--- START Task inputs ---

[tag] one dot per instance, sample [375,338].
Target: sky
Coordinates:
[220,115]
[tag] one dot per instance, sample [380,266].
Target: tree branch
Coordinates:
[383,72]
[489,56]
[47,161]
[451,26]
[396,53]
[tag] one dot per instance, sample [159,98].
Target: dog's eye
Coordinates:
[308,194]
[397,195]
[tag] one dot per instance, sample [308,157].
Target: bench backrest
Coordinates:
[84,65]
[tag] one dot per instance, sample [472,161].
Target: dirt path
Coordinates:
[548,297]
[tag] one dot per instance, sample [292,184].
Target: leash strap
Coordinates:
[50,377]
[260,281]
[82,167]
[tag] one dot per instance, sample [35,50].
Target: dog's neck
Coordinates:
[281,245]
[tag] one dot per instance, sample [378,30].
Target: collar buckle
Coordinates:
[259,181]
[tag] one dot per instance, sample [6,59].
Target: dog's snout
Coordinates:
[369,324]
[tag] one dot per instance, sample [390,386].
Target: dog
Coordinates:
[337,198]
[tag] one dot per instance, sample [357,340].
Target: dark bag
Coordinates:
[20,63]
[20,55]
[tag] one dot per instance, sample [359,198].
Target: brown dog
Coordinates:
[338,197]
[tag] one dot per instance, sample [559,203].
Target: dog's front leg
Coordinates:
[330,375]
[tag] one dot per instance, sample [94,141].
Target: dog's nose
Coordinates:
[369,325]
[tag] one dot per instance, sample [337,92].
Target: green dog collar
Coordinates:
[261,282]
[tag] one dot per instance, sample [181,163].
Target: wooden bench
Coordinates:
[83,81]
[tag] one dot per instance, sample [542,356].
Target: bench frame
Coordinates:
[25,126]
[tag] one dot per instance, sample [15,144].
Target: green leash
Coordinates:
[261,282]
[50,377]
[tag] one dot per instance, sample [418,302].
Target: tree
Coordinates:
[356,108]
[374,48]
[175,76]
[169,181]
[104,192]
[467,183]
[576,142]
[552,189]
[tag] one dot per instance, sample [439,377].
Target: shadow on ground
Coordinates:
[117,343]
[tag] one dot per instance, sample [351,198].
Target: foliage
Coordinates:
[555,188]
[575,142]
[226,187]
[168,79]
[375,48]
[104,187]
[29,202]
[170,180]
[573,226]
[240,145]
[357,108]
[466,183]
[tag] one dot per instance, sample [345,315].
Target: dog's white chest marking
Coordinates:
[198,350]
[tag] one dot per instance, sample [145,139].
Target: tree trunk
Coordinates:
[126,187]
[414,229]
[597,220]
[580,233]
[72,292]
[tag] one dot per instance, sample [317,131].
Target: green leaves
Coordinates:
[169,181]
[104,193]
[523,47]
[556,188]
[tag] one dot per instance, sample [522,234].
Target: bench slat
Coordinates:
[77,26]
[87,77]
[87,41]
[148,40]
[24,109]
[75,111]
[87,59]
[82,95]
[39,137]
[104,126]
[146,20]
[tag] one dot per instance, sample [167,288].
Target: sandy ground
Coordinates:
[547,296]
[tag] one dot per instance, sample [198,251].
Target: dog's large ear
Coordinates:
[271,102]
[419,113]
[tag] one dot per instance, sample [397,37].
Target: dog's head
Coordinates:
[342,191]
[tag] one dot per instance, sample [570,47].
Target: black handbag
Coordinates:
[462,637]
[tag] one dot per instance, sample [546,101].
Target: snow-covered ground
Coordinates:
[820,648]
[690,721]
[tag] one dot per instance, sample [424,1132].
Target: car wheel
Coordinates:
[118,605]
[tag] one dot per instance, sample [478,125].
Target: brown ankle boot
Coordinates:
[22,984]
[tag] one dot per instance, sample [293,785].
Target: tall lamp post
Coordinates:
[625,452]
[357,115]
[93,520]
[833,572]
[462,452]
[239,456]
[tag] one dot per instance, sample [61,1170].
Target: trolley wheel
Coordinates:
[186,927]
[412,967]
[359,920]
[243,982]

--- END Task inputs ---

Print the records above in full, exactly.

Response below »
[tag] one dot per instance, sample [375,338].
Target: sky
Coordinates:
[220,115]
[tag] one dot per instance, sample [380,266].
Target: tree branch
Coordinates:
[383,72]
[489,56]
[47,161]
[451,26]
[396,53]
[tag] one dot per instance, sample [159,98].
Target: dog's eye
Coordinates:
[308,194]
[397,195]
[tag] one dot per instance, sample [308,157].
Target: bench backrest
Coordinates:
[84,65]
[tag] one dot per instance, sample [472,161].
Target: dirt path
Coordinates:
[548,297]
[tag] one dot per instance, sample [292,184].
Target: leash strap
Coordinates:
[50,377]
[260,281]
[82,167]
[tag] one dot per instance, sample [35,50].
Target: dog's neck
Coordinates:
[281,245]
[tag] one dot per instance, sample [378,30].
Target: collar buckle
Coordinates:
[259,181]
[tag] one dot per instance, sample [6,59].
Target: dog's snout
Coordinates:
[369,324]
[tag] one dot per instance, sample [390,386].
Target: dog
Coordinates:
[337,198]
[tag] one dot per instance, sample [357,340].
Target: dark bag
Coordinates:
[20,63]
[20,55]
[tag] one dot per instance, sample [359,198].
Target: brown dog
Coordinates:
[338,197]
[tag] one dot per instance, sample [559,203].
Target: dog's front leg
Coordinates:
[330,375]
[tag] one dot per instance, sample [94,141].
Target: dog's nose
Coordinates:
[369,325]
[tag] one dot per instance, sample [337,92].
Target: green dog collar
Coordinates:
[261,282]
[tag] one dot per instance, sample [181,163].
Target: wooden bench
Coordinates:
[83,81]
[tag] one dot per instance, sample [542,356].
Target: bench frame
Coordinates:
[25,126]
[tag] one dot per instance, sample [15,144].
Target: green leash
Coordinates:
[261,282]
[50,377]
[tag] one dot per instance, sample [418,302].
Target: tree
Coordinates:
[356,108]
[374,48]
[175,76]
[169,181]
[104,192]
[467,183]
[576,142]
[552,189]
[tag] one dot per instance, sample [439,377].
Target: shadow on ground
Coordinates:
[117,343]
[tag] one dot per instance, sample [351,198].
Target: foliage
Coordinates:
[555,188]
[575,142]
[226,187]
[168,79]
[375,48]
[104,187]
[29,202]
[170,180]
[573,226]
[240,145]
[357,108]
[466,183]
[tag] one dot per instance, sample [345,315].
Target: dog's white chest marking
Coordinates:
[198,350]
[tag] one dot per instance, sample [145,139].
Target: tree trunk
Coordinates:
[126,187]
[414,229]
[597,220]
[580,233]
[72,292]
[tag] one dot per instance, sample [317,131].
Target: green leaves
Coordinates:
[169,181]
[104,193]
[523,47]
[556,188]
[tag] one dot per instance, sample [522,234].
Target: bench slat
Coordinates:
[77,26]
[87,77]
[87,41]
[148,40]
[24,109]
[75,111]
[87,59]
[82,95]
[39,137]
[104,126]
[146,20]
[tag] one dot per instance, sample [167,288].
Target: sandy ground
Coordinates:
[547,296]
[tag] one dot per instance, sample [198,251].
Target: dog's large ear
Coordinates:
[271,102]
[419,113]
[tag] one dot per instance, sample [397,37].
Target: dog's head
Coordinates:
[342,191]
[tag] one dot per instance, sample [570,47].
Target: black handbag
Coordinates:
[462,637]
[tag] one dot per instance, sample [546,101].
Target: snow-covered ground
Coordinates:
[820,648]
[690,721]
[tag] one dot per instance, sample [424,1132].
Target: car wheel
Coordinates:
[118,605]
[tag] one dot per instance, sample [478,125].
Target: brown ankle boot
Coordinates:
[22,984]
[tag] one dot per instance, sample [293,785].
Target: tall lamp post
Coordinates:
[625,452]
[357,115]
[93,520]
[833,572]
[462,452]
[239,456]
[tag] one dot per instance, sample [61,1170].
Target: trolley wheel
Coordinates:
[186,927]
[412,967]
[359,920]
[243,982]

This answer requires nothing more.